On every line of the listing, check for "wooden"; copy the lines that have it.

- _GIVEN DATA_
========================================

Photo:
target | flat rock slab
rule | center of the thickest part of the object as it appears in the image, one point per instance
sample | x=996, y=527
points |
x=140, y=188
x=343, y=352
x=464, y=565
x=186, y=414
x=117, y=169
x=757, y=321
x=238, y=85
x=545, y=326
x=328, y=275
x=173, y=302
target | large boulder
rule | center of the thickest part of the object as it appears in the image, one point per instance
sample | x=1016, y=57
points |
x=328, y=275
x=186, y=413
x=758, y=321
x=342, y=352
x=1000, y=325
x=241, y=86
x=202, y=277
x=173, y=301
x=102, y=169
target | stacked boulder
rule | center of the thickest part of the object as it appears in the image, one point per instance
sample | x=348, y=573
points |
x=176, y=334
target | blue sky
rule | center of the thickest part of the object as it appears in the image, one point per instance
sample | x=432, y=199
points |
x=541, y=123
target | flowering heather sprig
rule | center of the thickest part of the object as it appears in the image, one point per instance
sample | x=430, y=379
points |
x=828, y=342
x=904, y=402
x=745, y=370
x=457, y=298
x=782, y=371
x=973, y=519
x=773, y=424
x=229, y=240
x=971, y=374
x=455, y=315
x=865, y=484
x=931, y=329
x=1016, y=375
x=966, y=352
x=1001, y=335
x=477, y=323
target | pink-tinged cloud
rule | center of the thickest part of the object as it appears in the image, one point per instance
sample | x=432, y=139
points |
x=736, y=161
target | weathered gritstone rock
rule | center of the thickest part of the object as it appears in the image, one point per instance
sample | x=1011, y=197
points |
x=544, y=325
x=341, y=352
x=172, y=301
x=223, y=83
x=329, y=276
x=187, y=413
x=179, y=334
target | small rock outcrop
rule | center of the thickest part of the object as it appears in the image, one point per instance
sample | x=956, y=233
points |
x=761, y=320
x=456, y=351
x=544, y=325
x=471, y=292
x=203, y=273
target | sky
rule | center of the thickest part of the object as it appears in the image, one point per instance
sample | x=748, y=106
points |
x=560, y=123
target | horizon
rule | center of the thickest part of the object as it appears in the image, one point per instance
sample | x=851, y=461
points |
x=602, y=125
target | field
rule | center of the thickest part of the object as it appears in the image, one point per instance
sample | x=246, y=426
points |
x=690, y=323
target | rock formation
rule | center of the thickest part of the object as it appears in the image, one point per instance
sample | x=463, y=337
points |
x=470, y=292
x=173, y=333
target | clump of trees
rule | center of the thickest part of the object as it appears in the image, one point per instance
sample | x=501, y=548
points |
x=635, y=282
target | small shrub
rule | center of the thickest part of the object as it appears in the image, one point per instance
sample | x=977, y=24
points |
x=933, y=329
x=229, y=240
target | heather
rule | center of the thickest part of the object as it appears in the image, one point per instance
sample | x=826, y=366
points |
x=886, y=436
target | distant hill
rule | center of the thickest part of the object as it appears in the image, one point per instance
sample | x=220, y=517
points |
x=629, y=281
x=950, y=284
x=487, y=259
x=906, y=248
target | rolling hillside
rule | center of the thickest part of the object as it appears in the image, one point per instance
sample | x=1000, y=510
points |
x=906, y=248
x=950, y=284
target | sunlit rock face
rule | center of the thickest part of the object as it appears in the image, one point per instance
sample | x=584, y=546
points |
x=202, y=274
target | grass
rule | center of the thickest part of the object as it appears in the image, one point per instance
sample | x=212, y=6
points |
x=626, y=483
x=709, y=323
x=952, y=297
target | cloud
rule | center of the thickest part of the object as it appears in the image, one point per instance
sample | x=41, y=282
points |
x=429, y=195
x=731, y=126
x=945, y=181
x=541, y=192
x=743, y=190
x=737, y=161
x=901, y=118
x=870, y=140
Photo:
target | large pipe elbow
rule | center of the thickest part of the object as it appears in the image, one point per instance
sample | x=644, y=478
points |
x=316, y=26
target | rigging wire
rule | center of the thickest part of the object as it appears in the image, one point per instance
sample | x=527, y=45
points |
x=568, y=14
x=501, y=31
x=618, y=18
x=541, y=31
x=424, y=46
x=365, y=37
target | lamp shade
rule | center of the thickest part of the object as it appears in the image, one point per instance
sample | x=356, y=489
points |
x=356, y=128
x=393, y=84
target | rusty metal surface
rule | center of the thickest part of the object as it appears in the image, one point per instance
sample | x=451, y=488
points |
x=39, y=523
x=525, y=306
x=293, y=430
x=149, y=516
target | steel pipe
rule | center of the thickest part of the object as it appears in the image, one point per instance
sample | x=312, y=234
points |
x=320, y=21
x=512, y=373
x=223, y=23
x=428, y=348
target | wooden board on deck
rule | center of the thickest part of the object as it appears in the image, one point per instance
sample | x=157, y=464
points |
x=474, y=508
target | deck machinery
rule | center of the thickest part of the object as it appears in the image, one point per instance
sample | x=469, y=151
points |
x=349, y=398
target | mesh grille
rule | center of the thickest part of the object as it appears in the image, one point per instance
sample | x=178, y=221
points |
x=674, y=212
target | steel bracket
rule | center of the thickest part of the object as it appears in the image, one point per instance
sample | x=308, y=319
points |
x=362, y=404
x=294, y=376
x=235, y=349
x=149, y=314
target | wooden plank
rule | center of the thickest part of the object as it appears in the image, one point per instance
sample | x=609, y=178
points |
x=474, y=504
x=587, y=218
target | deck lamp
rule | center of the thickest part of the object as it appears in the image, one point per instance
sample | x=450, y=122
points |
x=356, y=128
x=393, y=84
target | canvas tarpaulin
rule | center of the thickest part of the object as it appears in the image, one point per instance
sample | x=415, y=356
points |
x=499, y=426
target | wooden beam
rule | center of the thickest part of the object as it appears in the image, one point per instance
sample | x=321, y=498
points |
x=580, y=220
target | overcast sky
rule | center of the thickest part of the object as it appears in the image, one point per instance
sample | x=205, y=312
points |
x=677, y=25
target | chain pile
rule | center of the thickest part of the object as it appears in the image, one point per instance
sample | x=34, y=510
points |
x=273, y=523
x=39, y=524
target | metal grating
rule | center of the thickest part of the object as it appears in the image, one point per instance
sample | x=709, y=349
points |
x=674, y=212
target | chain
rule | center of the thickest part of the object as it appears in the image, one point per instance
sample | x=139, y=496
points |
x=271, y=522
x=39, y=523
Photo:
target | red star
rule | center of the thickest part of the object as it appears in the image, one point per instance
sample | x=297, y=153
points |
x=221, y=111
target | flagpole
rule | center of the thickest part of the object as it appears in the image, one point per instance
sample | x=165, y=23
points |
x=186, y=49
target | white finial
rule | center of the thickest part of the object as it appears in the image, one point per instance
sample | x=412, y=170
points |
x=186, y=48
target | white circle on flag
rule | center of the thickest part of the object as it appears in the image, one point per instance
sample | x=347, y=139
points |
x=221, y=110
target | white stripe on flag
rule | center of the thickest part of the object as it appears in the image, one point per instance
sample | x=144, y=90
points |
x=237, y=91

========================================

- _SOLUTION_
target | wooden board on deck
target | wooden plank
target | wooden beam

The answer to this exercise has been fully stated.